_TASK DIRECTIONS_
Pictures are to be omitted, and every entry below is to be restated exactly.

──────── PROVIDED INFORMATION

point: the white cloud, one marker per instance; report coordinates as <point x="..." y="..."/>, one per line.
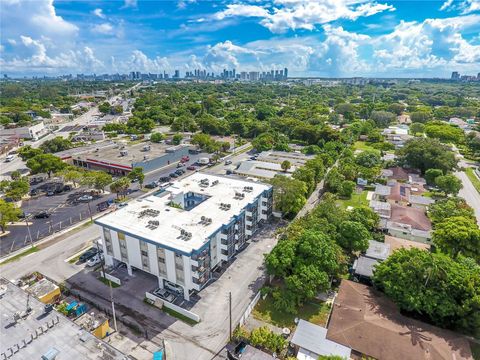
<point x="465" y="6"/>
<point x="105" y="29"/>
<point x="304" y="14"/>
<point x="99" y="13"/>
<point x="129" y="4"/>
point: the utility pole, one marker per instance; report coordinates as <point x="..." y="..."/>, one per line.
<point x="230" y="312"/>
<point x="110" y="286"/>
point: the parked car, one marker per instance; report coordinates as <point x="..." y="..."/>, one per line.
<point x="85" y="198"/>
<point x="42" y="215"/>
<point x="95" y="260"/>
<point x="24" y="215"/>
<point x="88" y="254"/>
<point x="34" y="192"/>
<point x="151" y="185"/>
<point x="103" y="206"/>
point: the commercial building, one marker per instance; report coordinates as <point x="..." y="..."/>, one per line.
<point x="34" y="132"/>
<point x="29" y="331"/>
<point x="181" y="234"/>
<point x="119" y="158"/>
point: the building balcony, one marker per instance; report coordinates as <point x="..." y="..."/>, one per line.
<point x="223" y="257"/>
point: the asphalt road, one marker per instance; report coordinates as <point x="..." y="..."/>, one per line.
<point x="65" y="212"/>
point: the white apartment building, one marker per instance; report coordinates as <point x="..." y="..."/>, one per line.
<point x="181" y="234"/>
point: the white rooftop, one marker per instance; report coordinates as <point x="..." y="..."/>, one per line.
<point x="172" y="220"/>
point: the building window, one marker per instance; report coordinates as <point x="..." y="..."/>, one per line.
<point x="144" y="255"/>
<point x="123" y="247"/>
<point x="107" y="236"/>
<point x="162" y="267"/>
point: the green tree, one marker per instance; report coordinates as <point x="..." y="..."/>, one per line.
<point x="417" y="128"/>
<point x="444" y="208"/>
<point x="285" y="165"/>
<point x="137" y="174"/>
<point x="8" y="213"/>
<point x="157" y="137"/>
<point x="353" y="236"/>
<point x="346" y="189"/>
<point x="420" y="117"/>
<point x="365" y="216"/>
<point x="45" y="163"/>
<point x="449" y="184"/>
<point x="177" y="139"/>
<point x="333" y="180"/>
<point x="15" y="175"/>
<point x="382" y="118"/>
<point x="263" y="142"/>
<point x="368" y="159"/>
<point x="431" y="175"/>
<point x="433" y="285"/>
<point x="288" y="195"/>
<point x="458" y="235"/>
<point x="426" y="153"/>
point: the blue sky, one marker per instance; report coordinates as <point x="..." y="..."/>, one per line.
<point x="311" y="38"/>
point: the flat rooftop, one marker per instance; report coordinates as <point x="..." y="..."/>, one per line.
<point x="172" y="220"/>
<point x="66" y="337"/>
<point x="109" y="151"/>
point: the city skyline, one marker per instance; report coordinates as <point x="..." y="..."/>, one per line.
<point x="312" y="39"/>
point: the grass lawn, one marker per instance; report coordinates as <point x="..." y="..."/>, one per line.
<point x="362" y="145"/>
<point x="475" y="350"/>
<point x="473" y="178"/>
<point x="358" y="199"/>
<point x="22" y="254"/>
<point x="314" y="311"/>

────────────────

_FINISHED TASK_
point: the white cloud, one marker per instance; report coordinates as <point x="..." y="..."/>, one per line.
<point x="465" y="6"/>
<point x="105" y="29"/>
<point x="304" y="14"/>
<point x="99" y="13"/>
<point x="129" y="4"/>
point: the utility pole, one marker per instance; report coordinates as <point x="..." y="..."/>, one per line.
<point x="230" y="312"/>
<point x="110" y="286"/>
point: the parked car, one marker per instance; report coordinates as <point x="..." y="..."/>, one per line.
<point x="85" y="198"/>
<point x="42" y="215"/>
<point x="95" y="260"/>
<point x="24" y="215"/>
<point x="88" y="254"/>
<point x="34" y="192"/>
<point x="151" y="185"/>
<point x="103" y="206"/>
point: the commercial building, one marker per instance; report coordinates as <point x="..." y="..."/>, one per line.
<point x="34" y="132"/>
<point x="29" y="331"/>
<point x="181" y="234"/>
<point x="119" y="158"/>
point: the building balcony, one marker per instance; report coordinates as <point x="..." y="..."/>, one per line.
<point x="223" y="257"/>
point: the asphalt road, one marker per instance; report coordinates as <point x="..." y="..."/>, one per line.
<point x="65" y="212"/>
point: the white apartment building, one marker per instance; report coordinates as <point x="..." y="..."/>, one per line.
<point x="181" y="234"/>
point: the white rooftop, one marker per instance; report coordinates as <point x="..." y="..."/>, one per line.
<point x="172" y="220"/>
point: the building window, one marker per instance; report coordinates as <point x="..." y="..."/>, one per line.
<point x="144" y="255"/>
<point x="123" y="247"/>
<point x="107" y="236"/>
<point x="162" y="267"/>
point: the green tree, one marker per instance; report coordinates as <point x="..." y="..."/>, one per line.
<point x="417" y="128"/>
<point x="444" y="208"/>
<point x="285" y="165"/>
<point x="137" y="174"/>
<point x="8" y="213"/>
<point x="157" y="137"/>
<point x="353" y="236"/>
<point x="346" y="189"/>
<point x="420" y="117"/>
<point x="365" y="216"/>
<point x="45" y="163"/>
<point x="449" y="184"/>
<point x="177" y="139"/>
<point x="333" y="180"/>
<point x="15" y="175"/>
<point x="382" y="118"/>
<point x="263" y="142"/>
<point x="368" y="159"/>
<point x="431" y="175"/>
<point x="433" y="285"/>
<point x="288" y="195"/>
<point x="458" y="235"/>
<point x="426" y="153"/>
point: the blue sky, one marker per instance; report coordinates as <point x="..." y="..."/>, one per line.
<point x="311" y="38"/>
point: the flat rooftop, one marker per instance; report coordinates as <point x="..." y="..."/>, one per line.
<point x="172" y="220"/>
<point x="66" y="337"/>
<point x="109" y="151"/>
point: the city skyline, one marker per instance; report coordinates as <point x="..." y="..."/>, one per line.
<point x="312" y="39"/>
point: the grass lawn, one marker per instance; report coordinates as <point x="..." y="..."/>, one per line.
<point x="362" y="145"/>
<point x="475" y="350"/>
<point x="473" y="178"/>
<point x="358" y="199"/>
<point x="22" y="254"/>
<point x="314" y="311"/>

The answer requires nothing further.